:: Required task ::
Which lines of the material below contain the string "results"? Return each one in full, matching case exactly.

Begin Exercise input

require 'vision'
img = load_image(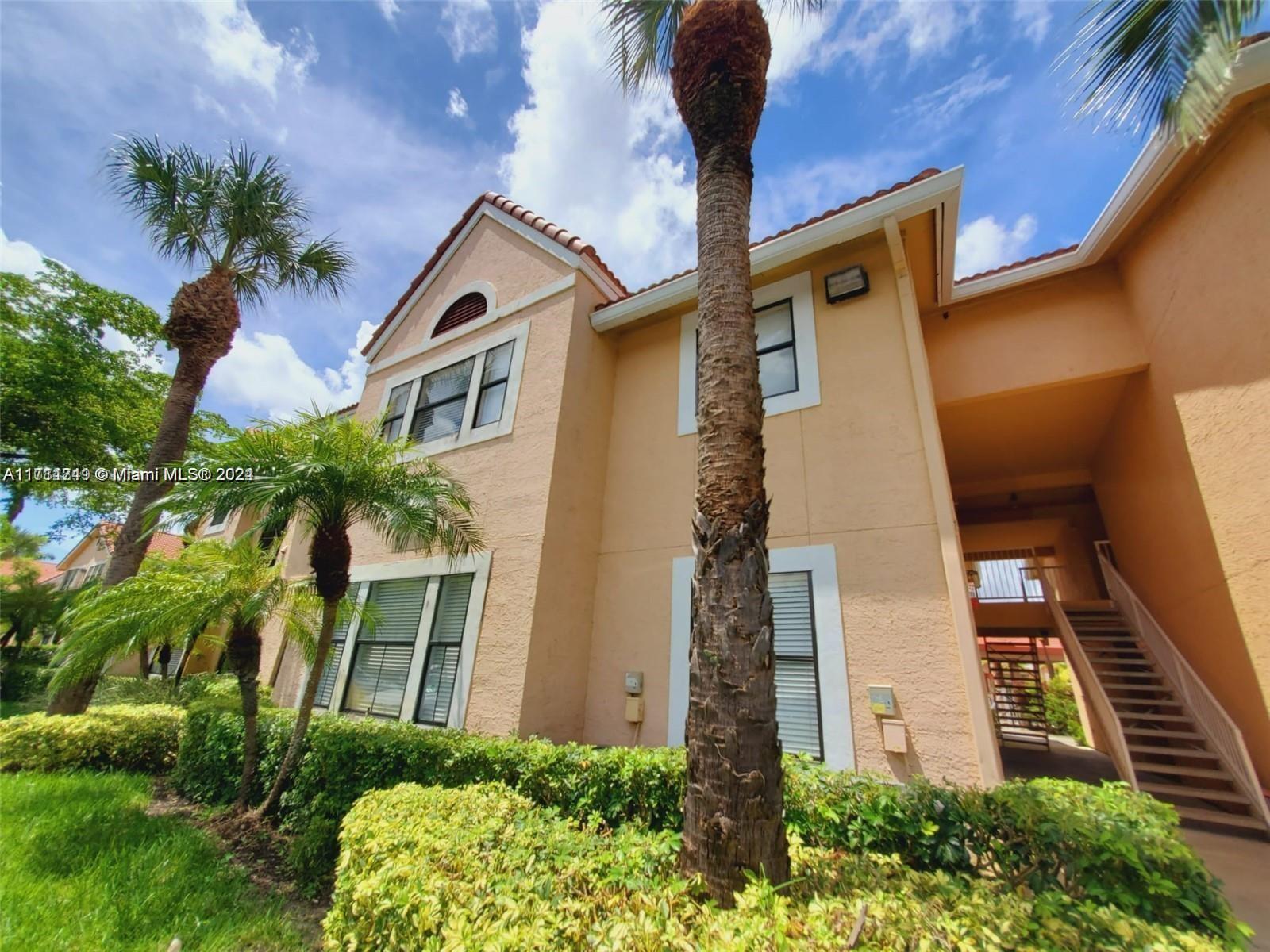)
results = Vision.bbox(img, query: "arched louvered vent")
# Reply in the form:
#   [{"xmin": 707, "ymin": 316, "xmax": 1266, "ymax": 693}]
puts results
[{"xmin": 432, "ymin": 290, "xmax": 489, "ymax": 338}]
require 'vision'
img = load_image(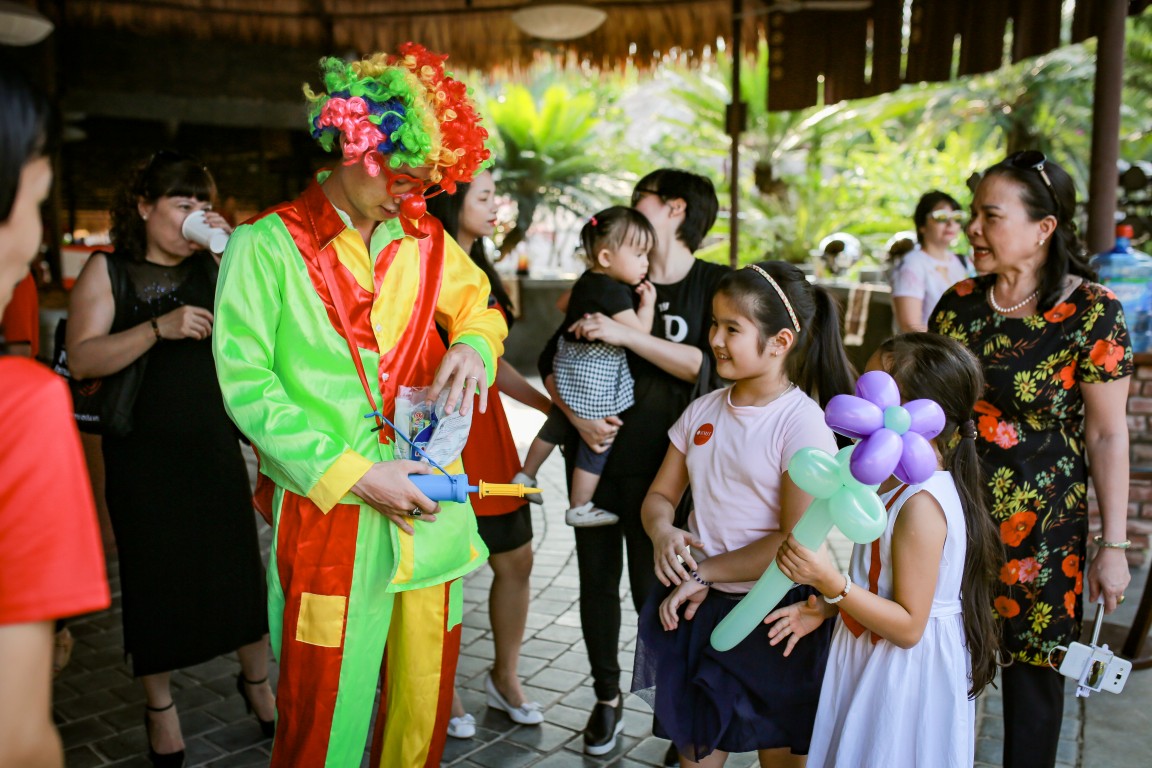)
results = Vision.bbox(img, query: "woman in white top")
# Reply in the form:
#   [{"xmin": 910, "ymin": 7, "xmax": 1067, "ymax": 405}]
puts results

End Exercise input

:: In response ::
results = Vision.bbox(img, query: "arched louvered vent")
puts results
results = Vision.bbox(img, query: "woman in white top")
puts results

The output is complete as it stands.